**Actividad 1**
Enumera las personas que, según el párrafo del fragmento de página que empieza «En 1930, José María Ballesteros», se refirieron a Miguel Hernández como pastor o cabrero.
**Actividad 2**
Responde con los datos del fragmento de página:
(a) ¿En qué lugar murió Miguel Hernández?
(b) ¿Cómo firma Miguel Hernández en la nota enviada a Aleixandre?
(c) ¿Quién escribió el artículo titulado «Miguel Hernández, en la cárcel de su biografía»?

++++ Fragmento de página

Fotografía: Joaquín Marín

El veintiocho de marzo de 1942 en la prisión de Alicante murió Miguel Hernández. Murió o, como disgusta decir al hernandiano Jesucristo Riquelme, «lo murieron». Así este año se cumplirá el setenta y cinco aniversario de la muerte del poeta. Instituciones, colectivos y particulares han anunciado actos y proyectos para conmemorar la efemérides. Sea por lo que sea esta manía de celebrar ciclos redondos, sean múltiplos de cinco o de diez, bienvenido sea lo que sirva para recordar a Miguel Hernández, «un deber de España, un deber de amor» que decía Neruda para el «muchachón de Orihuela».

En estos días de fastos habrá quien reivindique –otra vez– apartar al poeta de los pastos, despojarle de panas y esparteñas, limar su carácter silvestre. Carácter que él mismo pasturó. Por ejemplo, cuando escribe a Juan Ramón Jiménez se presenta como «este pastor un poquito poeta.» Y en una nota enviada a Aleixandre firma como «Miguel Hernández, pastor de Orihuela». Y así en otras ocasiones con otros. «En cuclillas, ordeño / una cabrita y un sueño.»

En 1930, José María Ballesteros, médico y cronista de Orihuela, sembraría esta imagen metiéndolo en el redil de los pastores poetas. Juan Sansano le denomina «humilde cabrero». Giménez Caballero se referirá a él como «simpático pastorcillo caído esta Navidad por este nacimiento madrileño». Arturo Serrano lo ve disfrazado de pastor-poeta por Madrid. «Poeta cabrero» registrará el Ayuntamiento de Orihuela al concederle una pensión. Neruda se dirige a él como «querido pastor», «poeta de cabras».

«Miguel Hernández, en la cárcel de su biografía» –título de un lúcido artículo del catedrático Prieto de Paula–, habrá que seguir reivindicando su poesía por encima de cagarrutas, esparteñas y bandos. Reconociéndole una biografía corta pero tan intensa que no debiera despistarnos de los versos, acaso explicarlos. Y si es por recuperar al escritor y poesía, podríamos empezar por dignificar esa entrañable «senda del poeta» que algunos están convirtiendo en botellón caminero, en francachela vergonzosa. Como aquella de la retaguardia intelectual que tanto irritó a Hernández. Retaguardia de festines, retaguardia de «mucha puta y mucho hijo de puta» que diría rudo el… poeta.

++++++++
++++ Contenido de datos

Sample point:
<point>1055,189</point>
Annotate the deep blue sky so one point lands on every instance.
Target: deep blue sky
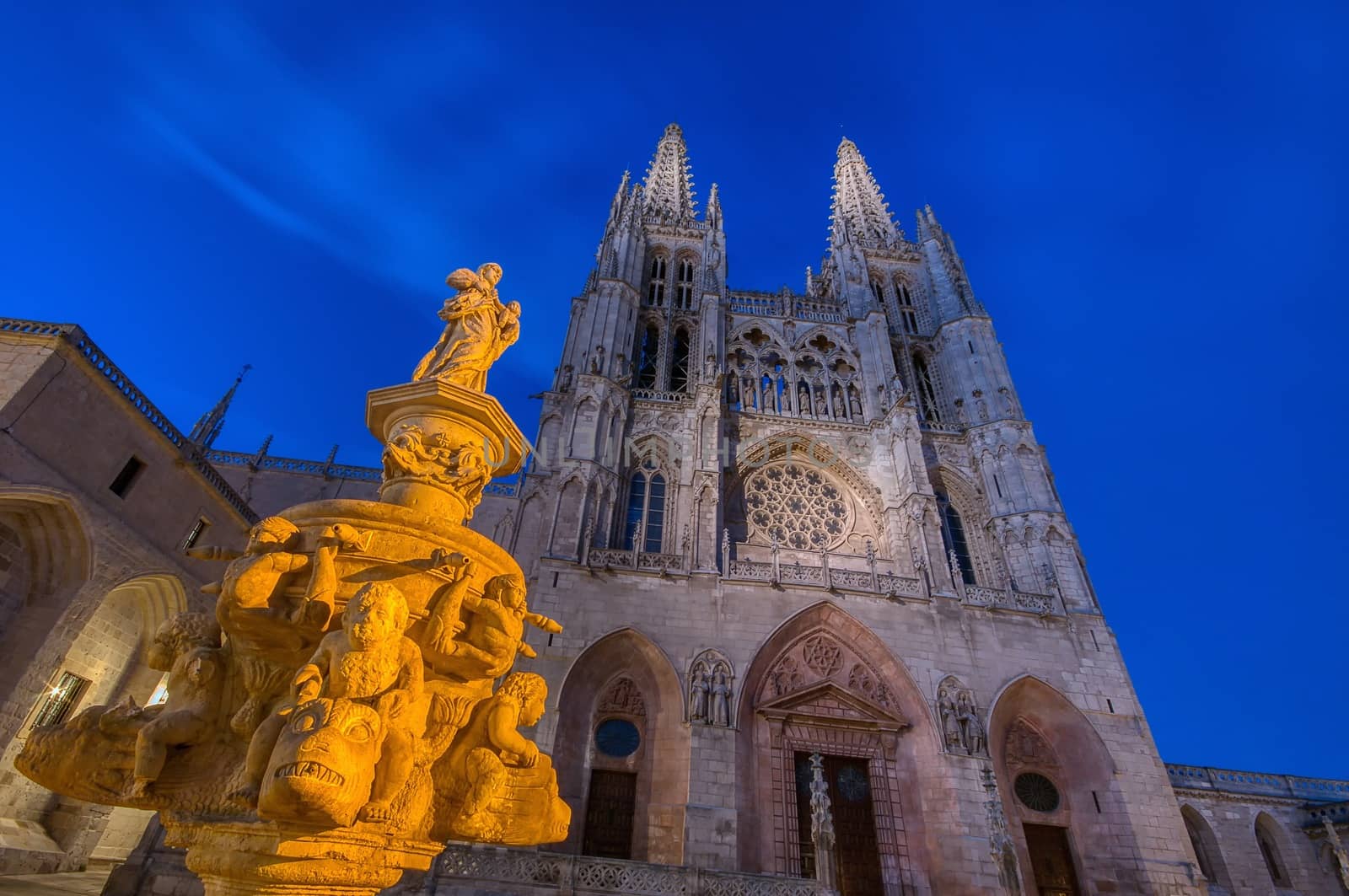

++++++++

**Respuesta 1**
José María Ballesteros
Juan Sansano
Giménez Caballero
Arturo Serrano
Neruda

**Respuesta 2**
(a) En la prisión de Alicante.
(b) «Miguel Hernández, pastor de Orihuela».
(c) El catedrático Prieto de Paula.